### 本文抜粋
様々な解釈と切りとりが出来るのが面白く、

最近は最後のほうにある

「故説般若波羅蜜多呪、即説呪曰、羯諦羯諦、波羅羯諦 波羅僧羯諦 菩提薩婆訶」

というところの解釈は「彼岸に行こう」という

向こう岸に渉る創発を教えてくれているように感じ、

ということはそこに至るには

「照見」

見たくない現実を観て、

「色即是空 空即是色」

境界線を広げて(より深めると識の境が識になる、境界線を持たないことだけど)

ひたすら意図を持たない熱量を持つという行動になってくるなあと思っています。

 

 

コロナ禍での個人の生き方に置き換えるとまさにこの般若心経だよなあと感じていて、

毎年人工的に行う見たくない現実をみる作業ではなく

ひたすら悶々と掘り下げていく作業を身をもっておこなっていかざるを得ない絶望に追い込まれるだろうなあと思っていたら、

意外にも、お客様やスタッフさんや大好きな奥さんの助けもあって、

なんやかんやと過ごしていける環境で

下手をすると深めるどころかこなしがちな自分がいて、

ちょっと最近慌てて、悶々とした深堀りに突っ込んでいっているところです。

### 指示 1
般若心経についての文章では、最後のほうにある呪の部分はどのような解釈だと述べられていますか。
### 指示 2
般若心経についての文章を、最後の文の後から書き継いでください。
この一覧は参照しなくてかまいません。

コレクションから抜き出した記録

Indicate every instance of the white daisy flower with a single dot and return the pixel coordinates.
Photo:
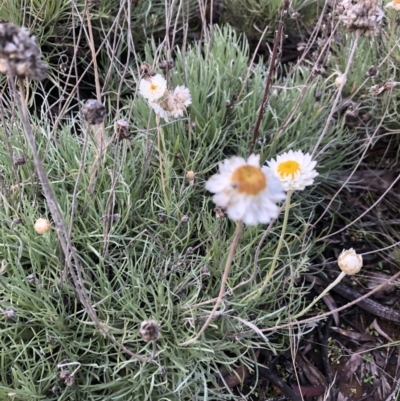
(161, 109)
(178, 100)
(295, 170)
(247, 191)
(153, 88)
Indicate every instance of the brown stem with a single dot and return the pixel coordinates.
(64, 238)
(268, 85)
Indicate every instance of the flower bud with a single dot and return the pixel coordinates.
(340, 80)
(190, 175)
(42, 226)
(349, 262)
(150, 330)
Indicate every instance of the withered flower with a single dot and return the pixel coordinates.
(93, 112)
(19, 54)
(150, 330)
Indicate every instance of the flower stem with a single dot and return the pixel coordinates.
(279, 247)
(276, 255)
(228, 265)
(323, 293)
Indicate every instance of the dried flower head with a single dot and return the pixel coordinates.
(349, 262)
(153, 87)
(150, 330)
(190, 175)
(19, 160)
(42, 226)
(178, 100)
(340, 80)
(93, 112)
(19, 54)
(362, 16)
(372, 71)
(122, 130)
(295, 170)
(173, 103)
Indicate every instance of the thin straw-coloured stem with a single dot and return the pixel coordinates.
(221, 294)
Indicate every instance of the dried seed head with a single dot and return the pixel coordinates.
(32, 279)
(146, 70)
(110, 217)
(150, 330)
(19, 54)
(42, 226)
(162, 217)
(362, 16)
(122, 130)
(93, 112)
(220, 212)
(319, 69)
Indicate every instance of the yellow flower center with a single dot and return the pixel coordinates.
(249, 180)
(290, 167)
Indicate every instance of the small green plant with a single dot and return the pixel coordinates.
(368, 378)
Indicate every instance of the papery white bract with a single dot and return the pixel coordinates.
(295, 170)
(350, 262)
(153, 88)
(247, 191)
(161, 110)
(395, 5)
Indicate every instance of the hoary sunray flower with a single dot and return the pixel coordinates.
(178, 100)
(350, 262)
(362, 16)
(153, 87)
(395, 5)
(173, 103)
(295, 170)
(247, 191)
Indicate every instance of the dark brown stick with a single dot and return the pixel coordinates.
(273, 62)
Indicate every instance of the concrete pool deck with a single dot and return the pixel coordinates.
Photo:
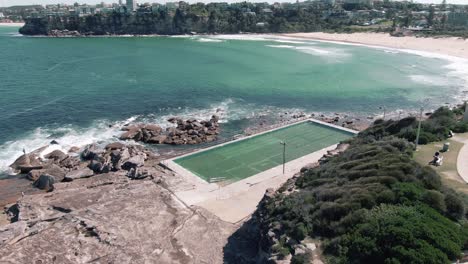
(236, 201)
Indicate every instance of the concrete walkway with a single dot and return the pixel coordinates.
(236, 201)
(462, 159)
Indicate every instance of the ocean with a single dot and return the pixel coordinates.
(81, 90)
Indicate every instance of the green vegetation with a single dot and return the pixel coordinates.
(436, 128)
(373, 203)
(306, 16)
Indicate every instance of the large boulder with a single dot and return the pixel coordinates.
(153, 129)
(56, 155)
(138, 173)
(78, 174)
(91, 152)
(26, 163)
(52, 169)
(134, 162)
(70, 163)
(45, 182)
(157, 139)
(114, 146)
(132, 132)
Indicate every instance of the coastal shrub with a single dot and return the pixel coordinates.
(436, 128)
(301, 259)
(460, 127)
(435, 199)
(347, 200)
(401, 234)
(455, 206)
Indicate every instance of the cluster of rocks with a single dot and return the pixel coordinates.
(187, 132)
(270, 234)
(58, 166)
(339, 149)
(64, 33)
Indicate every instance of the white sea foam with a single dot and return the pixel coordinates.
(290, 41)
(330, 54)
(281, 46)
(208, 40)
(180, 36)
(66, 136)
(241, 37)
(431, 80)
(104, 131)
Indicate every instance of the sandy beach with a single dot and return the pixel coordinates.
(447, 46)
(11, 24)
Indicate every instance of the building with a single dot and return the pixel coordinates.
(131, 5)
(458, 19)
(360, 2)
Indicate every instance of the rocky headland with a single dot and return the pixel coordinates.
(115, 203)
(186, 132)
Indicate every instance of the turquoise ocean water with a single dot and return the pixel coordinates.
(73, 89)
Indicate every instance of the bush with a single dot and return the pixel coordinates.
(460, 127)
(435, 200)
(301, 259)
(400, 234)
(455, 206)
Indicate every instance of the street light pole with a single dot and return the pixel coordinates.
(419, 129)
(284, 154)
(465, 114)
(383, 108)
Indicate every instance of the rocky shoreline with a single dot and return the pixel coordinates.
(115, 202)
(129, 158)
(187, 132)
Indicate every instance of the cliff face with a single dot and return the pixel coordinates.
(195, 18)
(115, 24)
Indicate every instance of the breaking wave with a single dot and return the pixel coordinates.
(106, 131)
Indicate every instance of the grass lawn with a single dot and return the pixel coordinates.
(448, 171)
(242, 159)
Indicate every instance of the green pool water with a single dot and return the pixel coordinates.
(242, 159)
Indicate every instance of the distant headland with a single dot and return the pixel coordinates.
(397, 18)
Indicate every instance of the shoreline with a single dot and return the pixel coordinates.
(11, 24)
(445, 46)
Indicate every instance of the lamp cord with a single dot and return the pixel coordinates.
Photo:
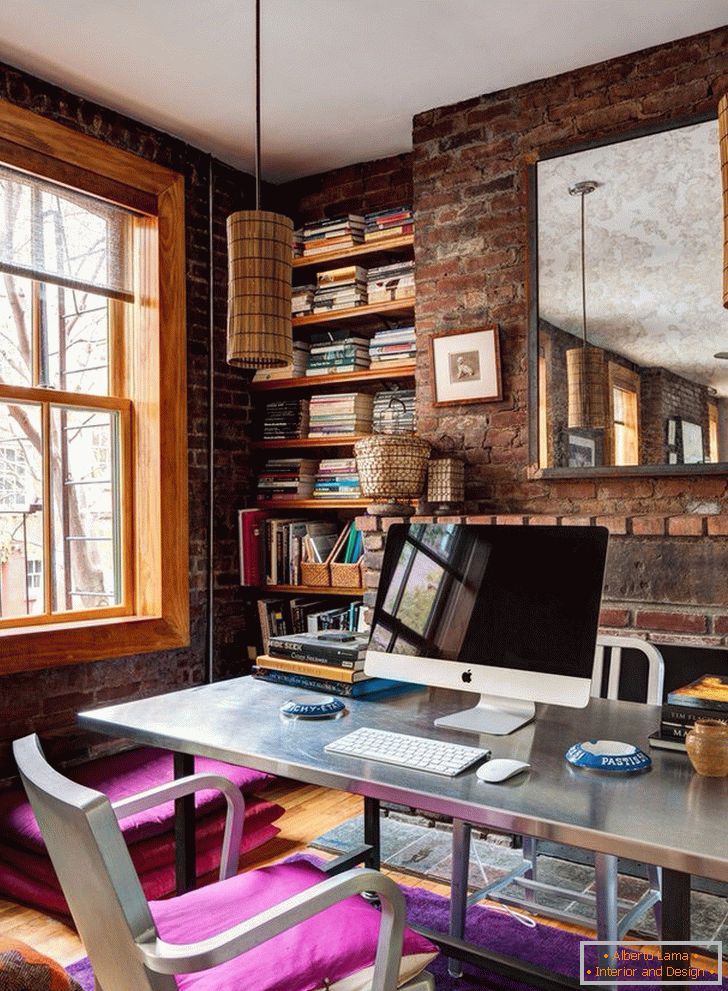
(257, 104)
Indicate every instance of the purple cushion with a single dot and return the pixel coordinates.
(118, 777)
(329, 947)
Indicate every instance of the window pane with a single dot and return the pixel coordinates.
(16, 332)
(21, 515)
(75, 332)
(85, 486)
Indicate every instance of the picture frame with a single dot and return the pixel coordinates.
(465, 366)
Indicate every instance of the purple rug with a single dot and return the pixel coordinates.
(545, 946)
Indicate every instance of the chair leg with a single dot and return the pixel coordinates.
(459, 887)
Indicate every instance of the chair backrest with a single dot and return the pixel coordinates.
(615, 646)
(95, 870)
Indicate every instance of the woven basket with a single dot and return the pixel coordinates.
(391, 466)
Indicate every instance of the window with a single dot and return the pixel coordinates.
(91, 311)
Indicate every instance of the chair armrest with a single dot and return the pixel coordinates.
(234, 820)
(172, 958)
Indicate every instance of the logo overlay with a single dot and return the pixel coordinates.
(657, 964)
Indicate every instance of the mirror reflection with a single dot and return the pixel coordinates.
(632, 333)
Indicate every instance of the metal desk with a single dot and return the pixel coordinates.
(668, 816)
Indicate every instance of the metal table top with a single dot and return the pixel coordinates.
(668, 816)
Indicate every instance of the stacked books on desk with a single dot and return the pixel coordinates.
(340, 413)
(295, 370)
(388, 282)
(286, 419)
(706, 698)
(335, 667)
(392, 348)
(337, 478)
(287, 478)
(394, 412)
(340, 289)
(338, 354)
(325, 235)
(381, 225)
(302, 300)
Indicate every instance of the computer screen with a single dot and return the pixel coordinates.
(523, 598)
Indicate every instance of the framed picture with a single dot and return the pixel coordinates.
(465, 366)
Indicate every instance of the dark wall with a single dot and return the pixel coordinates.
(47, 701)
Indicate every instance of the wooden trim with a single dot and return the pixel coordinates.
(498, 397)
(152, 356)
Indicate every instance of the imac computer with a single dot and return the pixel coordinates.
(509, 612)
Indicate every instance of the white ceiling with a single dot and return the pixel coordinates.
(341, 78)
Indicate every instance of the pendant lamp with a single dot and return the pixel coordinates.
(585, 364)
(723, 137)
(260, 256)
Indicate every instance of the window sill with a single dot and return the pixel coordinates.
(53, 645)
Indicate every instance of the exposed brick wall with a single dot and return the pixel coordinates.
(47, 701)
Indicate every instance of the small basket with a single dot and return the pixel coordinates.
(392, 466)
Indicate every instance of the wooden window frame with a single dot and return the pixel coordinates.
(153, 354)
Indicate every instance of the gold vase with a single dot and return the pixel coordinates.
(707, 746)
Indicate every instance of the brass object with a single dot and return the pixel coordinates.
(707, 746)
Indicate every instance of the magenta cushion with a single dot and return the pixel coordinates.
(118, 777)
(326, 948)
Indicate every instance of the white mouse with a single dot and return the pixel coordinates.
(495, 771)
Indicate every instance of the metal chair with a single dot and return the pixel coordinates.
(610, 925)
(119, 927)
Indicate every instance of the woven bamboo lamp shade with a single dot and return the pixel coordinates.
(585, 379)
(260, 256)
(723, 135)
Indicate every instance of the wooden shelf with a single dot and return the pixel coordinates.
(396, 244)
(310, 590)
(336, 378)
(312, 503)
(393, 307)
(347, 440)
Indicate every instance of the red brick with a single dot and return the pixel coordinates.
(615, 617)
(648, 526)
(677, 622)
(685, 526)
(718, 525)
(615, 524)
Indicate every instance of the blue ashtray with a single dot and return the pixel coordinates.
(312, 707)
(610, 756)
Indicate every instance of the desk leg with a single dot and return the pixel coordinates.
(459, 887)
(372, 832)
(184, 828)
(675, 905)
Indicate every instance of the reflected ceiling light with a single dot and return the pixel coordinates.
(585, 364)
(260, 256)
(723, 140)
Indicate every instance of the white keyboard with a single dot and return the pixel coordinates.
(417, 752)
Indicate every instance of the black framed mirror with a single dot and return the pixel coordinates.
(628, 348)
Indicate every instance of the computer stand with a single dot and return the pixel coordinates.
(492, 714)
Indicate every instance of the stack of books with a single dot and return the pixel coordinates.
(394, 412)
(286, 419)
(287, 478)
(387, 282)
(337, 478)
(340, 413)
(340, 289)
(295, 370)
(321, 236)
(384, 224)
(343, 354)
(706, 698)
(302, 300)
(332, 667)
(393, 347)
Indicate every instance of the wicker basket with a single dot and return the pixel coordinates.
(392, 466)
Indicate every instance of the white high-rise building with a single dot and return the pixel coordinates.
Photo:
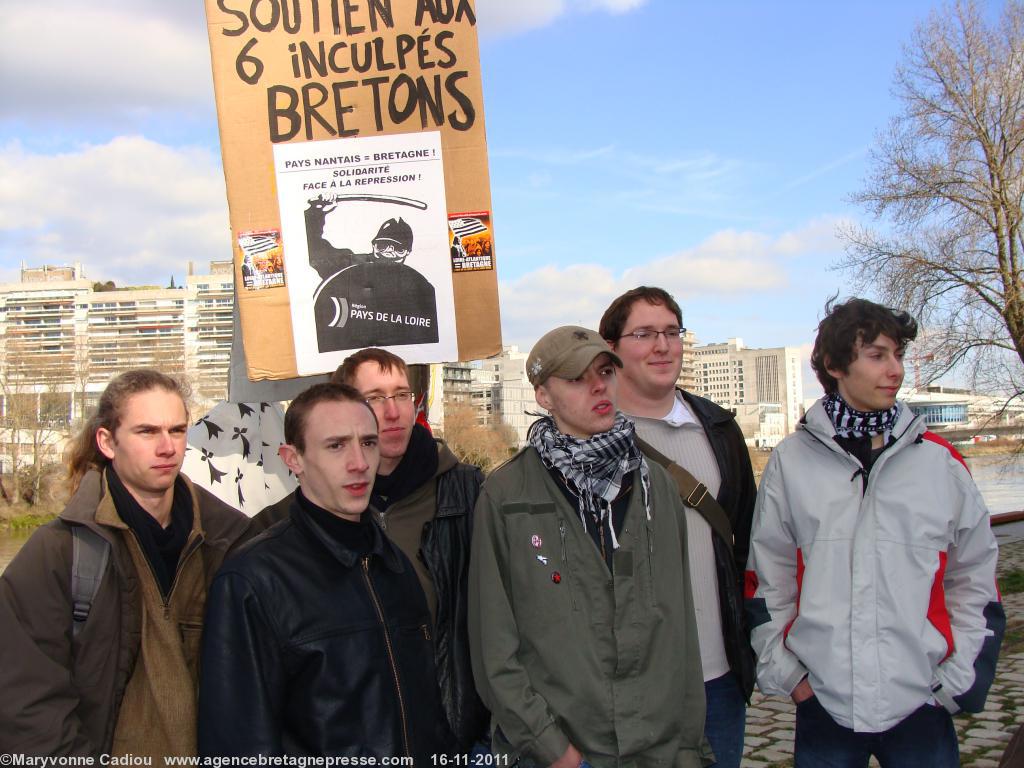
(764, 387)
(516, 393)
(65, 337)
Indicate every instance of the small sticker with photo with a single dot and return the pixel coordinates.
(262, 259)
(471, 242)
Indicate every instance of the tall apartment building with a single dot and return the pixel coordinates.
(515, 393)
(209, 322)
(65, 337)
(687, 374)
(764, 387)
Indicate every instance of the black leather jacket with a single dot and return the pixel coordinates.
(736, 497)
(312, 649)
(444, 549)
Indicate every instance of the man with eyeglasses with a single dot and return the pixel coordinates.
(702, 448)
(423, 498)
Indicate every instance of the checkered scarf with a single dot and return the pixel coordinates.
(595, 466)
(850, 422)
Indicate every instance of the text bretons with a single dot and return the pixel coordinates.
(408, 78)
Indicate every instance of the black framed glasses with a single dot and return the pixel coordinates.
(399, 398)
(672, 335)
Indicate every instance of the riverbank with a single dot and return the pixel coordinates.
(16, 518)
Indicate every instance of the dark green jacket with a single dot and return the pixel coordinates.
(562, 651)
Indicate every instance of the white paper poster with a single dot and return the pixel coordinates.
(366, 248)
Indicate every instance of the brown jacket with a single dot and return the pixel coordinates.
(61, 695)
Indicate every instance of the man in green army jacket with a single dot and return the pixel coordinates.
(582, 630)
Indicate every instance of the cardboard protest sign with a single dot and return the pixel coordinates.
(383, 99)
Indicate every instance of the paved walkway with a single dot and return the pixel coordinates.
(770, 720)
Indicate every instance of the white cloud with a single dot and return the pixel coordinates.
(498, 17)
(97, 57)
(131, 210)
(728, 267)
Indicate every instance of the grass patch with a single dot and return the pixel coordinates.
(25, 523)
(1013, 641)
(1012, 582)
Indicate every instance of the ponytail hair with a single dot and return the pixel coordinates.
(83, 453)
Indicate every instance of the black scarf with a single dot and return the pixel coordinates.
(596, 466)
(161, 546)
(417, 466)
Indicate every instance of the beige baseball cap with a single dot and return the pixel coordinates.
(565, 352)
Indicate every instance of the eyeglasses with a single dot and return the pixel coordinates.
(399, 398)
(649, 336)
(391, 249)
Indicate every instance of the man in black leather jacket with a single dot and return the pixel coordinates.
(423, 499)
(317, 639)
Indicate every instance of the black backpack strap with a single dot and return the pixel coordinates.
(694, 494)
(90, 553)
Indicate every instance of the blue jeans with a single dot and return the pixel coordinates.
(926, 738)
(726, 720)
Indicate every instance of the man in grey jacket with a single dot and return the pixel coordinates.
(582, 629)
(871, 577)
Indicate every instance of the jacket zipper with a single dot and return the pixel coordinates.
(390, 653)
(565, 561)
(182, 561)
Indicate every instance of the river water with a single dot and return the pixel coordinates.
(1000, 479)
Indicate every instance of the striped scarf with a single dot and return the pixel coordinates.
(852, 423)
(595, 466)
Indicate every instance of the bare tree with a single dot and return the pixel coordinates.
(946, 188)
(485, 445)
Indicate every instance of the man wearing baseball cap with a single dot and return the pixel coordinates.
(581, 619)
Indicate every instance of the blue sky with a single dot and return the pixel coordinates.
(710, 147)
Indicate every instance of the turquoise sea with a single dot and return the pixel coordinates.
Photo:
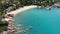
(43, 21)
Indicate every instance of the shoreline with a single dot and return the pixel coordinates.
(22, 9)
(11, 27)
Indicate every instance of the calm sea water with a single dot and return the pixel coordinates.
(43, 21)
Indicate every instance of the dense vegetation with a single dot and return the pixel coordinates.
(4, 4)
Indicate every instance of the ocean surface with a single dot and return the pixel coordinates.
(43, 21)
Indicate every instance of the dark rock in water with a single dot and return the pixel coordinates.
(49, 8)
(58, 6)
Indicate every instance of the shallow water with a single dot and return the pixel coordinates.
(43, 21)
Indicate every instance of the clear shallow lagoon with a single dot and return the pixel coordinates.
(43, 21)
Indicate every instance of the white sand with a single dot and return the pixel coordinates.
(22, 9)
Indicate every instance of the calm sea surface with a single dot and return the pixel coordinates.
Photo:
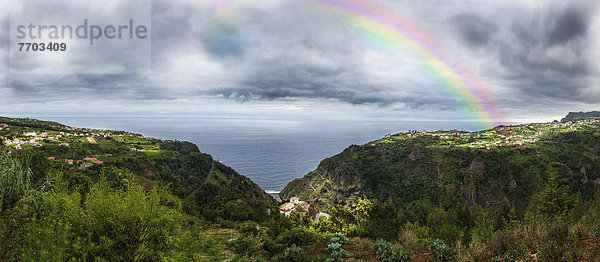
(271, 153)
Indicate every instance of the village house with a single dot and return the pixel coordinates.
(85, 166)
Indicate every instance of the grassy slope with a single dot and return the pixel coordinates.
(412, 168)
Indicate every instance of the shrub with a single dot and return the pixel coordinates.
(335, 252)
(292, 253)
(387, 252)
(15, 181)
(441, 251)
(338, 238)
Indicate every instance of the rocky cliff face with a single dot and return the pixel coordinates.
(416, 169)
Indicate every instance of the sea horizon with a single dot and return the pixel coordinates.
(271, 153)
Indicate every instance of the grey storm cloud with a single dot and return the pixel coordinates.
(474, 30)
(538, 53)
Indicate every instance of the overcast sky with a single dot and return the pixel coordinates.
(285, 59)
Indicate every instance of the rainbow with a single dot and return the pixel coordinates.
(397, 32)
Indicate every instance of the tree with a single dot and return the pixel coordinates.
(555, 199)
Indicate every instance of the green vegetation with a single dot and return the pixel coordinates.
(504, 194)
(518, 193)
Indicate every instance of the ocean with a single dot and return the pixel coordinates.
(270, 153)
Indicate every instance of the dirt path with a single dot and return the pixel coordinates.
(204, 183)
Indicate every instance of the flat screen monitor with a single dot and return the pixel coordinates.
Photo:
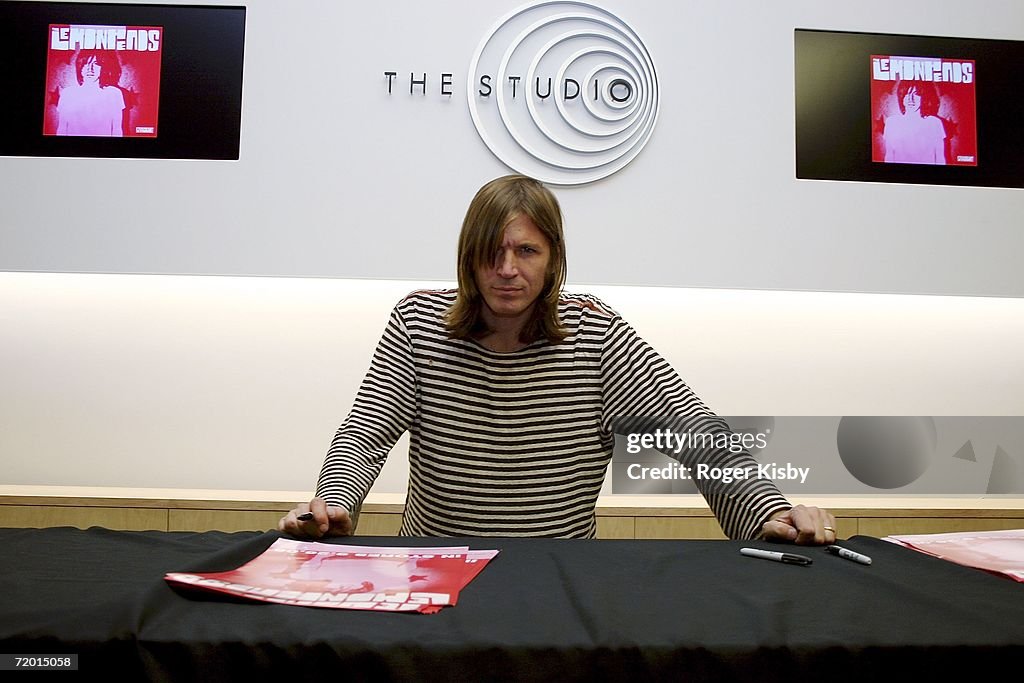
(909, 109)
(122, 80)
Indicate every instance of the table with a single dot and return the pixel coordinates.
(543, 609)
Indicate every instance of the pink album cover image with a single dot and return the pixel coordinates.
(924, 111)
(102, 81)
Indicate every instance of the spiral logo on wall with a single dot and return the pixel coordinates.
(565, 92)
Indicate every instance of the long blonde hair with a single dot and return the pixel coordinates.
(495, 205)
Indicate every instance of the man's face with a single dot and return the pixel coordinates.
(511, 284)
(91, 70)
(911, 100)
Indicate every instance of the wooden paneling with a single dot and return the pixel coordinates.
(678, 527)
(201, 511)
(40, 516)
(615, 527)
(222, 520)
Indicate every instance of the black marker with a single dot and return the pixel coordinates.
(848, 554)
(786, 558)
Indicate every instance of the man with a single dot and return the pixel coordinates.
(511, 391)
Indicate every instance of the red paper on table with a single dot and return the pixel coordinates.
(997, 552)
(369, 578)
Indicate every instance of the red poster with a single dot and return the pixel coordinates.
(102, 80)
(317, 574)
(924, 111)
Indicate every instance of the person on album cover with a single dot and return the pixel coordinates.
(916, 134)
(94, 107)
(512, 391)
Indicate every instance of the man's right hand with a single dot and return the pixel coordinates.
(327, 520)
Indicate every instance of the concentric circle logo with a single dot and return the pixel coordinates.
(565, 92)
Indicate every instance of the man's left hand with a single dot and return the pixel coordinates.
(803, 525)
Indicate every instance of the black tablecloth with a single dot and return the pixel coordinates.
(543, 609)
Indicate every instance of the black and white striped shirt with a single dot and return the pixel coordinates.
(516, 443)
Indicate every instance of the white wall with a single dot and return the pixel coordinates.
(240, 382)
(161, 381)
(331, 165)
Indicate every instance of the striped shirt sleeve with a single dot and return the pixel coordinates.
(642, 392)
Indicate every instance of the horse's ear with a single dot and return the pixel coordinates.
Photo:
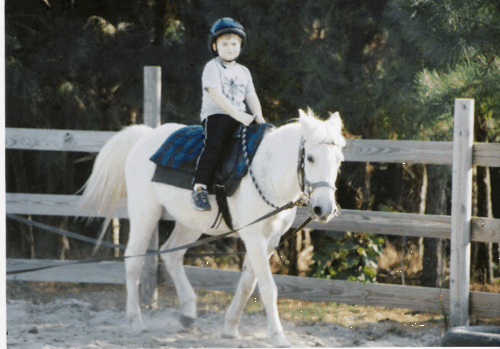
(302, 114)
(304, 119)
(335, 120)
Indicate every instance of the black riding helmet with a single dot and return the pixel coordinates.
(223, 26)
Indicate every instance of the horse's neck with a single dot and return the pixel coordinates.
(275, 164)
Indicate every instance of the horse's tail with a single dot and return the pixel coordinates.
(106, 185)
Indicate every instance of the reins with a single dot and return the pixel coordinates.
(306, 190)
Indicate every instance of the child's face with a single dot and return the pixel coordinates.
(228, 47)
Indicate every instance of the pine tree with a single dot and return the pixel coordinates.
(460, 43)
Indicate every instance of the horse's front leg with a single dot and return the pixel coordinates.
(257, 252)
(246, 286)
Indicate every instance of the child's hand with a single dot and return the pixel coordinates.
(260, 119)
(245, 119)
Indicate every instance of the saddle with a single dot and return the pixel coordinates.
(176, 159)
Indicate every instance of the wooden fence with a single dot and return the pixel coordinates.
(460, 227)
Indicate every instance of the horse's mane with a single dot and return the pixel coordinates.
(317, 131)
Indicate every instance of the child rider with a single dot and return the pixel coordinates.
(227, 86)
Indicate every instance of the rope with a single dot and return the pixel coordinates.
(149, 253)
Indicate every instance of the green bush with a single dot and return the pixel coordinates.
(347, 256)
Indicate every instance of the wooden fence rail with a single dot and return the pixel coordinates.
(417, 298)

### 解答 1
「彼岸に行こう」という解釈です。

### 解答 2
 

 

早朝に東からの太陽に照らされた観音像達が彼岸をあらわすといわれた

三十三間堂に行って、

改めて目先ではなく数年先に向けて、

意図を持たないけど膨大な熱量をもって

悶々と悶々とワチャワチャとワチャワチャと

当たり前のことを深く深く、掘り下げて掘り下げて掘り下げて、

創発という彼岸に渉ろうと決めるのでした。

 

 

 でも、彼岸に渉ろうということ自体が意図だよなあ・・という話でした。